**Prompt**
Express the lines of the listing below as a JSON list of strings, one string per line and blank lines omitted, starting with the line that contains "Record the location of each instance of the muddy tire" and going on through the line that contains "Record the location of each instance of the dirt slope", both ends included.
===== Given records
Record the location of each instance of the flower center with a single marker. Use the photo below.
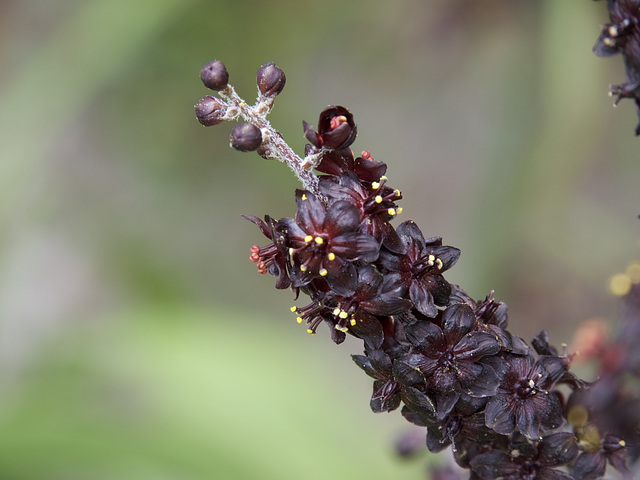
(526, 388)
==========
===== Given records
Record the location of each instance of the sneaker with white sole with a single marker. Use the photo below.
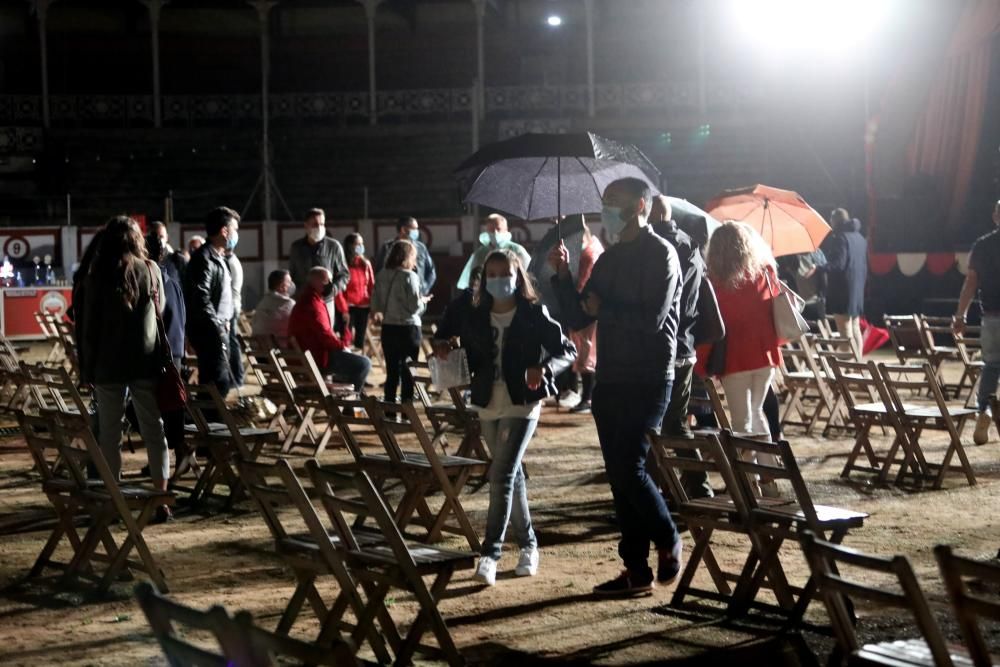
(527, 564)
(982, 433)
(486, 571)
==========
===== Given records
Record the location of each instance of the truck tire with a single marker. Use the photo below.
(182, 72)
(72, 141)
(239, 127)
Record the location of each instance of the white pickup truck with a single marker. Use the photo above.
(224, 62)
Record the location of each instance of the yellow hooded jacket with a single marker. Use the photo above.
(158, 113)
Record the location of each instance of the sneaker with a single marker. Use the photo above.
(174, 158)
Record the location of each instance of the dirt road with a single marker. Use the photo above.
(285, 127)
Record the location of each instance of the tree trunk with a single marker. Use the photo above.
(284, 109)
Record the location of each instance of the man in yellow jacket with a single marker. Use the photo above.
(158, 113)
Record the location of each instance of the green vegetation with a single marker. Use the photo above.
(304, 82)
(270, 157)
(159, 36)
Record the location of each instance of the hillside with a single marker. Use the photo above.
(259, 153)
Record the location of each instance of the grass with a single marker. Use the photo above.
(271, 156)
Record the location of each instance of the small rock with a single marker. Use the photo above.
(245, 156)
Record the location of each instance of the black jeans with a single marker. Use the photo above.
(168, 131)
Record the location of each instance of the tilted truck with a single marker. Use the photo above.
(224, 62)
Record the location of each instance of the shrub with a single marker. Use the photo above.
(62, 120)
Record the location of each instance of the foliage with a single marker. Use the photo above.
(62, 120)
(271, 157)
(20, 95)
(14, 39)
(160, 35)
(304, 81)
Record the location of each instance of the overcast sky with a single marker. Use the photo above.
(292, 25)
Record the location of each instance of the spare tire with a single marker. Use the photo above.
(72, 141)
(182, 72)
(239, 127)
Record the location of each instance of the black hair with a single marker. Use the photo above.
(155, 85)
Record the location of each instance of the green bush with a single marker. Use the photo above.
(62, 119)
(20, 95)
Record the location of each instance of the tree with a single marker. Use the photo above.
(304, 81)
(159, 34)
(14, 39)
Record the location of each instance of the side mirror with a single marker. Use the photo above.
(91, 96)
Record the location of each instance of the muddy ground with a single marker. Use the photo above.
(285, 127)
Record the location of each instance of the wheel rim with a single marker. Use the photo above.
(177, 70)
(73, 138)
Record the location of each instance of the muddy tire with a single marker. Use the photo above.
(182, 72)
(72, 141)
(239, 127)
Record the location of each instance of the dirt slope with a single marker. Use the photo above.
==========
**Exercise answer**
[
  "Record the location of each instance of the muddy tire with a single marker. Use the photo above.",
  "(182, 72)",
  "(72, 141)",
  "(239, 127)",
  "Record the location of each instance of the dirt slope with a single marker. Use the photo above."
]